Work to be completed
A faithful copy of the listing below is needed, with its pictures left out.
══ Supplied data ══
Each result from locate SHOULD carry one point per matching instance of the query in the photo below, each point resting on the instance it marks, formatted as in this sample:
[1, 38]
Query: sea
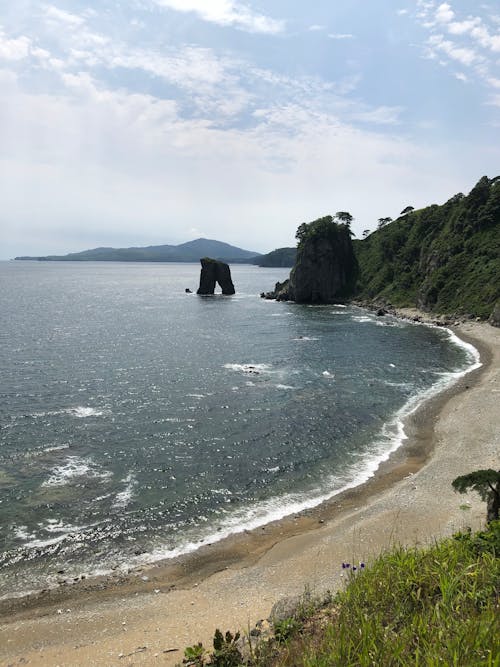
[139, 422]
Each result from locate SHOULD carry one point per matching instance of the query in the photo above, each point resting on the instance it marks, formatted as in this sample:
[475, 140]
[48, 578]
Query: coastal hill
[185, 252]
[443, 259]
[279, 258]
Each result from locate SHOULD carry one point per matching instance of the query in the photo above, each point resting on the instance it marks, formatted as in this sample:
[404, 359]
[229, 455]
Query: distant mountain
[444, 259]
[192, 251]
[281, 257]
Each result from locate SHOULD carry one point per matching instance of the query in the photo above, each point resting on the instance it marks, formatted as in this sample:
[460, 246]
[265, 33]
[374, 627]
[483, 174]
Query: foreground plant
[487, 484]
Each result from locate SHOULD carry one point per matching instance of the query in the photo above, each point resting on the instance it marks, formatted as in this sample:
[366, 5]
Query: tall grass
[438, 606]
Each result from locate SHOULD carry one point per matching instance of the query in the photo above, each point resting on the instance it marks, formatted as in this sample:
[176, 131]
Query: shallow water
[138, 421]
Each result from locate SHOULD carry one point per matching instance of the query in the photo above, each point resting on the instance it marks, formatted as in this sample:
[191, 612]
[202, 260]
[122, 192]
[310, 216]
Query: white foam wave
[75, 467]
[250, 369]
[56, 529]
[123, 498]
[79, 411]
[362, 318]
[82, 412]
[390, 439]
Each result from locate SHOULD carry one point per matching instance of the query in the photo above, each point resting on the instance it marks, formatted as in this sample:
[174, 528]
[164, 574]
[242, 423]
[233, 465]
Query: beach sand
[234, 583]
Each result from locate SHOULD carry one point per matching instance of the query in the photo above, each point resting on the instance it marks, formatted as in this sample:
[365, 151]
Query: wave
[390, 438]
[79, 411]
[73, 468]
[123, 498]
[250, 369]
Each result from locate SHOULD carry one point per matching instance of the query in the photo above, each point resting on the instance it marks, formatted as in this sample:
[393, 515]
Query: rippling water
[137, 421]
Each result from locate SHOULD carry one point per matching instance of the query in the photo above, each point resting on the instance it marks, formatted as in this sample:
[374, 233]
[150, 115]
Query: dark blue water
[137, 421]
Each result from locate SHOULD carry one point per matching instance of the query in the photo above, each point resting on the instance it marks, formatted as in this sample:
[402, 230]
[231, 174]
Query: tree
[302, 231]
[345, 217]
[383, 221]
[407, 210]
[487, 484]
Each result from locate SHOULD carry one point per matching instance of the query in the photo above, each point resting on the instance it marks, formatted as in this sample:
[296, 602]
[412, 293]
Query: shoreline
[250, 554]
[408, 428]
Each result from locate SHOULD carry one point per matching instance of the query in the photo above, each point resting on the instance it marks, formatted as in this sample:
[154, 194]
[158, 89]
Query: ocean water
[138, 422]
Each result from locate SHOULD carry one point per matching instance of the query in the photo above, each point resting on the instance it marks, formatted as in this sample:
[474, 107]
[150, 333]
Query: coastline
[233, 583]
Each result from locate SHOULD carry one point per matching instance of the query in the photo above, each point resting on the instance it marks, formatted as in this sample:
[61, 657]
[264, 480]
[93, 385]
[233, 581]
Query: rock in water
[212, 272]
[326, 268]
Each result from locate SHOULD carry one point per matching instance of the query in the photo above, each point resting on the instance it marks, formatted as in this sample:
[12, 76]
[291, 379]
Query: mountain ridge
[190, 251]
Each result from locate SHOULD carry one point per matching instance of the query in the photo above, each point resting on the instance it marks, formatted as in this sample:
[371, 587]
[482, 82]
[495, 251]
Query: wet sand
[149, 616]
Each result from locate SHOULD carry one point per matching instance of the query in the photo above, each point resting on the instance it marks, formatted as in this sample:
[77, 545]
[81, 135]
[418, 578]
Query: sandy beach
[148, 617]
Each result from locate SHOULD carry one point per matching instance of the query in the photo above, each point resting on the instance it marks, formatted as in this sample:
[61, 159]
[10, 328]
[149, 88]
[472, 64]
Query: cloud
[471, 41]
[16, 48]
[227, 13]
[463, 55]
[340, 35]
[59, 16]
[444, 13]
[383, 115]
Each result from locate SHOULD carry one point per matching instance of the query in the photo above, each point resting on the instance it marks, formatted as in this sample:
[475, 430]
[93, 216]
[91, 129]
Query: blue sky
[160, 121]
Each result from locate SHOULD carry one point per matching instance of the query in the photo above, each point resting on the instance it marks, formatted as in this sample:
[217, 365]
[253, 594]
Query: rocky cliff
[443, 259]
[212, 272]
[326, 268]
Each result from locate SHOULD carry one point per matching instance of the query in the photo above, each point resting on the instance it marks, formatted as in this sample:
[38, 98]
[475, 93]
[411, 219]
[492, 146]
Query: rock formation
[212, 272]
[495, 315]
[326, 267]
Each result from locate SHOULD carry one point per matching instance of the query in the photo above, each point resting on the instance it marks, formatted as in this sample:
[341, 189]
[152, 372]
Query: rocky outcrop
[280, 292]
[495, 315]
[326, 267]
[212, 272]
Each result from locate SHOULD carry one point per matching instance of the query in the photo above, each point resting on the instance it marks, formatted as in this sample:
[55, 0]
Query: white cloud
[340, 35]
[444, 13]
[463, 27]
[227, 13]
[380, 116]
[59, 16]
[15, 48]
[463, 55]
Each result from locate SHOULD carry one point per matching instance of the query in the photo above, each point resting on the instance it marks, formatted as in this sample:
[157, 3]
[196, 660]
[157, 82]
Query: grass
[410, 607]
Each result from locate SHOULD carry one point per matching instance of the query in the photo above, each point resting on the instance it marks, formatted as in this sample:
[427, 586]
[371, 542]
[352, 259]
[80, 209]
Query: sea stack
[325, 268]
[212, 272]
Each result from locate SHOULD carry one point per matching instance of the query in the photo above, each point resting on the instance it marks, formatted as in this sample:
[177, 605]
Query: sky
[160, 121]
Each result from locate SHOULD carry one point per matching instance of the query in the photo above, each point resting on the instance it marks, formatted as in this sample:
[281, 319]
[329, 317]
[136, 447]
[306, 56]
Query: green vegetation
[327, 227]
[441, 258]
[487, 484]
[436, 606]
[280, 257]
[185, 252]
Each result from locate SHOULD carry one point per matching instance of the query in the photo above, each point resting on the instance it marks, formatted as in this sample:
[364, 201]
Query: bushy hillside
[281, 257]
[444, 259]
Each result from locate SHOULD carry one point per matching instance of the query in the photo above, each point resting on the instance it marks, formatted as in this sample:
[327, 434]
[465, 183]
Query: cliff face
═══
Problem solution
Each result from locate SHOULD carry one point per matching instance of the query in the photo below, each point resting on the instance it marks, formatted as in this sample:
[1, 38]
Query: sea
[139, 422]
Each result from locate SHOULD carry one point per matching instance of the query in the photo above, each point resting on the instance it marks, formatted as in this sample:
[475, 140]
[48, 578]
Query: coastal hill
[185, 252]
[443, 259]
[279, 258]
Each result from locate SHOULD carry one point per matching instance of the query in the photo above, each point resting on the instance it marks, formatted as in this sample:
[404, 359]
[229, 455]
Query: distant mountain
[444, 259]
[192, 251]
[281, 257]
Each result from locate SHOULD carry one point per matching instance of the query in the photo above, each point resting on the instance it marks, formatted as in this sample:
[460, 246]
[265, 33]
[374, 627]
[483, 174]
Query: foreground plant
[487, 484]
Each result from locate SHOULD carry one point per matching instance of the query in the photo above, each point resting on the instance it marks, formatted as in this sample:
[366, 5]
Query: tall grass
[438, 606]
Each result from locate SHOULD carry one point per matching instance of the query in the photo above, each point resting on the instance it marks, formatted as in this sample:
[176, 131]
Query: shallow water
[138, 421]
Each result from locate SHOULD carry one point per matching instance of the query in the photo above, each point resting on the instance it marks, formatted as in this sample:
[191, 612]
[202, 260]
[122, 192]
[310, 216]
Query: white foam wave
[75, 467]
[250, 369]
[56, 529]
[123, 498]
[79, 411]
[362, 318]
[82, 412]
[390, 439]
Each result from locate SHOULD carry one point per matching instance of the query in the photo above, each point resting on the instance it marks, formatted as in this sample:
[174, 528]
[164, 574]
[242, 423]
[233, 465]
Query: beach sand
[234, 583]
Each result from locate SHOULD carry one point per matching instance of the query in the photo above, each point resting on the instance it marks, formatted as in this sample:
[365, 151]
Query: wave
[390, 438]
[79, 411]
[73, 468]
[123, 498]
[250, 369]
Each result from locate SHOULD carry one point per matching instance of the query in the photo above, each point resting on the instance it marks, formatted as in this sample:
[393, 515]
Query: rippling water
[137, 421]
Each result from locate SHOULD carry one point per matching instance of the query in the photo above, each point resting on the instance it marks, formatted as in this sample:
[374, 233]
[150, 115]
Query: dark blue water
[137, 421]
Each result from locate SHOULD carry one point per matching instance of the query in the photo above, each point resting on the instance it marks, formatted as in this sample:
[402, 230]
[231, 174]
Query: tree
[302, 231]
[345, 217]
[383, 221]
[407, 210]
[487, 484]
Each result from locate SHOULD carry one point per matching instance of the query in the photo above, each point resting on the instance it marks, formatted as in this sample:
[296, 602]
[412, 293]
Query: shoreline
[250, 554]
[408, 428]
Each result from locate SHOULD carry one point per matching instance of the query in the photo above, each point resting on the instance it marks, formatted as in this sample:
[154, 194]
[158, 89]
Query: ocean water
[138, 422]
Each result from locate SHOULD carry one point per matching instance of the query in the photo above, each point resting on the instance it marks, formatted as in this sample:
[474, 107]
[150, 333]
Query: coastline
[233, 583]
Each result from locate SHOULD carry one point per matching instance of the query in the photo above, each point resting on the instance it marks, formatted as in this sample:
[61, 657]
[264, 480]
[93, 385]
[233, 581]
Query: rock in water
[212, 272]
[326, 268]
Each result from locate SHOULD carry one point per matching instance of the query in the photo above, each point resting on the instance it marks, formatted as in this sample:
[12, 76]
[291, 379]
Query: mountain ridge
[190, 251]
Each result from locate SHOULD carry one point per matching instance of the query in the photo above, each point resting on the instance it marks, formatted as in this sample:
[371, 587]
[482, 82]
[495, 251]
Query: wet sand
[149, 616]
Each result from locate SHOULD carry one point per matching instance of the query in the photo above, each point resting on the instance it marks, formatted as in this sample:
[77, 545]
[81, 135]
[418, 578]
Query: sandy beach
[148, 617]
Each result from locate SHOULD carry one point per matching instance of the query in the photo above, each point resting on the instance it marks, formatted as in this sample:
[61, 159]
[10, 328]
[149, 88]
[472, 64]
Query: cloud
[471, 41]
[16, 48]
[227, 13]
[463, 55]
[340, 35]
[59, 16]
[444, 13]
[383, 115]
Each result from locate SHOULD carry one point per matching instance of the query in the photo above, each point resting on the instance it marks, formatted as in this sample:
[475, 430]
[93, 216]
[91, 129]
Query: blue sky
[160, 121]
Each result from locate SHOULD carry one point per matching instance of the query in the photo above, each point resting on the instance it marks, formatted as in this sample:
[217, 365]
[253, 594]
Query: rocky cliff
[443, 259]
[212, 272]
[326, 268]
Each result from locate SHOULD carry one point per matching instance of the query in the photo above, each point resting on the instance it marks, formatted as in this sample:
[38, 98]
[475, 93]
[411, 219]
[492, 146]
Query: rock formation
[212, 272]
[495, 315]
[326, 267]
Each result from locate SHOULD carry one point per matching instance of the query in the photo above, each point resting on the instance it marks, formatted as in this sample:
[341, 189]
[152, 372]
Query: rocky outcrop
[280, 292]
[495, 315]
[326, 267]
[212, 272]
Each result from locate SHOULD carry one point per matching instance of the query in the photo above, each point resting on the instance it marks, formatted as in this sample:
[55, 0]
Query: white cloud
[340, 35]
[444, 13]
[463, 27]
[227, 13]
[380, 116]
[59, 16]
[15, 48]
[463, 55]
Each result from locate SHOULD carry one point per matching instance of the query in the photo above, each point resting on the instance it marks, formatted as in this sample:
[157, 3]
[196, 660]
[157, 82]
Query: grass
[410, 607]
Each result from locate SHOULD carry one point per matching instance of the query in the photo above, each point resting on the instance it marks, formatted as in this sample:
[427, 586]
[371, 542]
[352, 259]
[80, 209]
Query: sea stack
[325, 268]
[212, 272]
Each result from locate SHOULD carry one point per matching instance of the query in the photo above, each point resting on the instance it marks, formatted as in this sample:
[177, 605]
Query: sky
[160, 121]
Each result from locate SHOULD carry one point per matching instance of the query in the photo above, each point resting on the instance it marks, formatted as in this sample:
[281, 319]
[329, 317]
[136, 447]
[306, 56]
Query: green vegetation
[327, 227]
[441, 258]
[487, 484]
[436, 606]
[280, 257]
[185, 252]
Each result from locate SHOULD carry one point per matching instance of the query in the photo above, each point resting on the instance it marks, formatted as in this sample:
[364, 201]
Query: bushy hillside
[281, 257]
[444, 259]
Each result from locate SHOULD carry one point per matching instance of the query in the photo above, each point resting on the instance it marks, formatted as in this sample:
[327, 434]
[465, 183]
Query: cliff face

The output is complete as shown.